Requirement:
How many lines in the entries below contain the string "target"? Give only the number.

(Items from a dataset)
---

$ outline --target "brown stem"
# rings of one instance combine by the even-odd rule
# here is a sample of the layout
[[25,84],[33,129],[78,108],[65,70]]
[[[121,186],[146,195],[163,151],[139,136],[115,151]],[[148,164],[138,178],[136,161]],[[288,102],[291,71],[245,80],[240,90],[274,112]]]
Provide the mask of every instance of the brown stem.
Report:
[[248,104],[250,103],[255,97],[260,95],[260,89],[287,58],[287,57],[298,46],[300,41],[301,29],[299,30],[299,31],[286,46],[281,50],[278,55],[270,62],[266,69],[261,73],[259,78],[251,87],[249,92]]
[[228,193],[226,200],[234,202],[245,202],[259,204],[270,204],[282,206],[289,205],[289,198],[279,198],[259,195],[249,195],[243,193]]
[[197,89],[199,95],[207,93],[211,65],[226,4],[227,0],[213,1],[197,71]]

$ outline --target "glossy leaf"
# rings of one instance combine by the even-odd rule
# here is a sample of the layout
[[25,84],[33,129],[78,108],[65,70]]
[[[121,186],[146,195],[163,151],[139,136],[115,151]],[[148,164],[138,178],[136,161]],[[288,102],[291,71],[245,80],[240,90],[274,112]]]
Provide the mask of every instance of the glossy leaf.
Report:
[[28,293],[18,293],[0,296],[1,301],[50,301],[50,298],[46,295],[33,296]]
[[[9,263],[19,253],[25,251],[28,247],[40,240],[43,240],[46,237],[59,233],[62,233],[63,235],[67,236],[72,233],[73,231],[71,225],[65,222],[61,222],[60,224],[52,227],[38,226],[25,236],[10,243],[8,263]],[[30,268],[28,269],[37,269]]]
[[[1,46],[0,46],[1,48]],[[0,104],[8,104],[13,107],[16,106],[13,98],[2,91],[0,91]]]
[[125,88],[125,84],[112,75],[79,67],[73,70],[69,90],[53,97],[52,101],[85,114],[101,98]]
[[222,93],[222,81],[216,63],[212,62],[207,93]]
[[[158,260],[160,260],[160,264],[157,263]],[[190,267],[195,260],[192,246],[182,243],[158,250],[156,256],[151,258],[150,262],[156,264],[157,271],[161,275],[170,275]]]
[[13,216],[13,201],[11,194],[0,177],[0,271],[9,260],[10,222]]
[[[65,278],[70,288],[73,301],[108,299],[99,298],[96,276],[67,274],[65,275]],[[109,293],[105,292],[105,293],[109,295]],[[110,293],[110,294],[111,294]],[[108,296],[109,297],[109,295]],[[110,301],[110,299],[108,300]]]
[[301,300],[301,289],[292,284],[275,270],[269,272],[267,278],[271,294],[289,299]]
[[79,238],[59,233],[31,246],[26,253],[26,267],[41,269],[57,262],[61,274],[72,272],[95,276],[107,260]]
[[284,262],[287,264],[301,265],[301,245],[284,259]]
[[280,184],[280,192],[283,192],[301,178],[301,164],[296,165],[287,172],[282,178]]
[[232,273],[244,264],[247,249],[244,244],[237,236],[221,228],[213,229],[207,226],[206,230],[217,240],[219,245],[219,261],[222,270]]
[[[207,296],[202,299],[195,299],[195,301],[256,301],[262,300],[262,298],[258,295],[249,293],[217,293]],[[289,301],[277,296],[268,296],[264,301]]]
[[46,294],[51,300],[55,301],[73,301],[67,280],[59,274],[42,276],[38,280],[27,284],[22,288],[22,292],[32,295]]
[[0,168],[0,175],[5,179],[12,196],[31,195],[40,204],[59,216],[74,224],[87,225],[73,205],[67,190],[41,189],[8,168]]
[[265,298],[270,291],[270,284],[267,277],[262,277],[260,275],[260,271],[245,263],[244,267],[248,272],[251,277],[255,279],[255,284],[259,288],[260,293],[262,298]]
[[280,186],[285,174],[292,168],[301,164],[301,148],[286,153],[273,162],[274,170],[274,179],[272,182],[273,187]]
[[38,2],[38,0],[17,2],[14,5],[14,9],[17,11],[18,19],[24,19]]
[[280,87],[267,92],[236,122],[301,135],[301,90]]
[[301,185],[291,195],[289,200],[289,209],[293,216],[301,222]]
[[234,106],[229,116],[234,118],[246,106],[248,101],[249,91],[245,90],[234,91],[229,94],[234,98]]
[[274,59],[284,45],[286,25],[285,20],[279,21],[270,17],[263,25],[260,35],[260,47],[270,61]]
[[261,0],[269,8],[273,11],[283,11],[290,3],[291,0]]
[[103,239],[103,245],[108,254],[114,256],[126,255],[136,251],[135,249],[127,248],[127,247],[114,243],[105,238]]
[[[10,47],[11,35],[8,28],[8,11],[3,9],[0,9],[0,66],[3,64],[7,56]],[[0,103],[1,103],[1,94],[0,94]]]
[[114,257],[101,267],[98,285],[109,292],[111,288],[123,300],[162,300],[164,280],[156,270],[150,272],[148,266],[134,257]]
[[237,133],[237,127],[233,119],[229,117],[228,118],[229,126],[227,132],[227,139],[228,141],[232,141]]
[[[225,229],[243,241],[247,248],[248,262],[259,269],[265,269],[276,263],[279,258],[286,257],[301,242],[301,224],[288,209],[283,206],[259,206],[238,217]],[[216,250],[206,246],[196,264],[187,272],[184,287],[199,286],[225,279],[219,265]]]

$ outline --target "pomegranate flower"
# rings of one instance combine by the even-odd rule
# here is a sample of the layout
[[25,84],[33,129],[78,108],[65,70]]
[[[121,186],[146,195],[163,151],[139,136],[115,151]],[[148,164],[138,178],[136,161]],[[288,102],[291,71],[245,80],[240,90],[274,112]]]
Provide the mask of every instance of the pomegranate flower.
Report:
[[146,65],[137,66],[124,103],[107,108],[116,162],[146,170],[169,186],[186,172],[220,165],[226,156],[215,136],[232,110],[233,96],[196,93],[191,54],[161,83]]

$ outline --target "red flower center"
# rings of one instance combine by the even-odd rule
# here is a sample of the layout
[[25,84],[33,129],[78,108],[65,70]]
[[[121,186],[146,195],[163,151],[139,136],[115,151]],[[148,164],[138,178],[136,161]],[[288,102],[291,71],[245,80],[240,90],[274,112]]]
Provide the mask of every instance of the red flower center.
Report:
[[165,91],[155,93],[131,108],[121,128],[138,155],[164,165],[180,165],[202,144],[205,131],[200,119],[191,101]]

---

Exercise answer:
4